[Tasks for this exercise]
1 > Quote from the ironworks history passage, beginning at the words "After the successful" and stopping after "Wales, and Scotland.".
2 > Render this sentence from the ironworks history passage in Spanish: "Formerly, the staple material of the millwright had been wood, iron being only used in small pieces, chiefly for binding the woodwork together."
3 > Carry on the ironworks history passage from its final sentence.

[Document segment]
After the successful example of Colebrook Dale, other iron works became established in different parts of the country, particularly in Staffordshire, Wales, and Scotland.
In 1783 a man named Peter Onions, working in the Welsh district, made a valuable improvement in the manufacture of malleable iron, by combining with the reverberatory furnace (introduced by the Craneges some years before) the peculiar process called puddling,' which has since been the universal mode employed.
At the same date some very important improvements were introduced by Henry Cort. In the course of his business as a navy agent or contractor, he had occasion to see the inferiority of English malleable iron to that imported from Russia and Sweden; he entered on a series of experiments with a view to its improvement, and he took out two patents in 1783 and 1784. They related in the first place to the mode of producing the malleable iron from the pig, and, secondly, to the mode of giving it certain merchantable forms.
In regard to the first of these, he adopted the reverberatory puddling furnace of Cranege and Onions, and does not seem to have added to it any novel feature of striking originality; but he so altered and improved the details of working as to produce a very much better quality of iron.
His other invention was more original. In the first place he took advantage of the welding power of malleable iron, when in a highly heated state, in order to form masses of larger size than had been previously made. He piled several pieces together, heated the whole in a furnace to a white heat, and then subjected the pile to the blows of a heavy hammer, whereby it became welded and consolidated into one integral mass, which could be forged into any shape desired, as to make anchors and so on. But having a view to the more general usefulness of malleable iron in the shape of long parallel bars, he proposed to make these by forming his piles of a long shape, and effecting the consolidation, not by hammering but by passing the piles through grooved rollers, so that, using successively grooves diminishing in size, the iron could be drawn into long bars of any dimensions required.
It was one of Cort's objects, that by the force of the hammering or the pressure of the roll-drawing, not only should the iron be welded and consolidated, but the dross, scoria;, or `slag' should be thoroughly squeezed out, and the iron generally made purer and of better quality.
The processes described by Cort have been followed by iron manufacturers, with but slight modifications, to the present time. After the lapse of nearly a century the modes of manufacturing bar from cast iron, and of puddling, piling, hammering, and rolling, are all nearly identical with the descriptions he gave.
Cort expended a fortune of upwards of 20,000L in perfecting his inventions, but he was robbed of the fruit of his discoveries by the villainy of officials in a high department of government, and he was ultimately left to starve. Mr. Fairbairn, as we shall see in a future chapter, took up warmly the cause of some of his descendants, and by great exertions succeeded in getting something done for them.
In 1759 the Carron Ironworks were established by Dr. Roebuck and others, on an excellent site, surrounded with coal and ironstone, near Falkirk in Scotland. Soon afterwards their mechanical arrangements were taken in hand by John Smeaton, who by many ingenious alterations and improvements enabled the proprietors to manufacture cast-iron of a much better quality than before. Smeaton took advantage of this by introducing the use of iron more largely into machinery and mechanical constructions generally. Formerly, the staple material of the millwright had been wood, iron being only used in small pieces, chiefly for binding the woodwork together. Smeaton saw the immense advantage it would be to make the parts more extensively of iron, and he was now enabled by the improvements at Carron to do this, applying the material to many new uses.

(Records from a data collection)
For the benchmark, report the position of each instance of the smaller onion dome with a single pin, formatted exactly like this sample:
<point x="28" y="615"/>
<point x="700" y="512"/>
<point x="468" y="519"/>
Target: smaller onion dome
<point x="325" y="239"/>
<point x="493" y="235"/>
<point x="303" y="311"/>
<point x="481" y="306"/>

[The answers]
1 >
After the successful example of Colebrook Dale, other iron works became established in different parts of the country, particularly in Staffordshire, Wales, and Scotland.

2 > Antiguamente, el material básico del constructor de molinos había sido la madera, y el hierro solo se empleaba en piezas pequeñas, principalmente para unir las partes de madera.

3 >
The first cast-iron axis for a water wheel was made there in 1769, and iron cog-wheels and shafts of all dimensions gradually followed, although the use of the new material was yet uncertain, and failures were not unfrequent. The well-known carronades, or light cast- iron guns, so long used in the navy, took their name from the Carron Works, where they were originally made.
We now arrive at the date of the great improvements - in the steam-engine effected by James Watt.
About 1710 Newcomen had invented the earliest really efficient form of steam prime mover, then called a fire-engine, and subsequently many of these had, been erected for the purpose of raising water in the mines of Cornwall and elsewhere. Brindley, in the course of his millwright's practice, had paid some attention to them, and Smeaton had also much improved their construction, and had, shortly after 1770, erected some that were pronounced the best in existence. The cylinders of the early engines were made of brass, which caused them to be very expensive, but as the manufacture of cast-iron improved, Smeaton substituted this metal with great advantage.
Watt took out his patent for the separate condenser in 1769, but he saw, with a truly practical eye, that he could make no progress with his machines till he could ensure their proper manufacture. With this view, finding the Carron Works promising well, he associated himself with Dr. Roebuck, proposing to establish his manufactory there. But while Watt was contending with his first difficulties of construction, Dr. Roebuck became embarrassed, and in 1773 sold his share of the patent to Mr. Matthew Boulton, of Soho.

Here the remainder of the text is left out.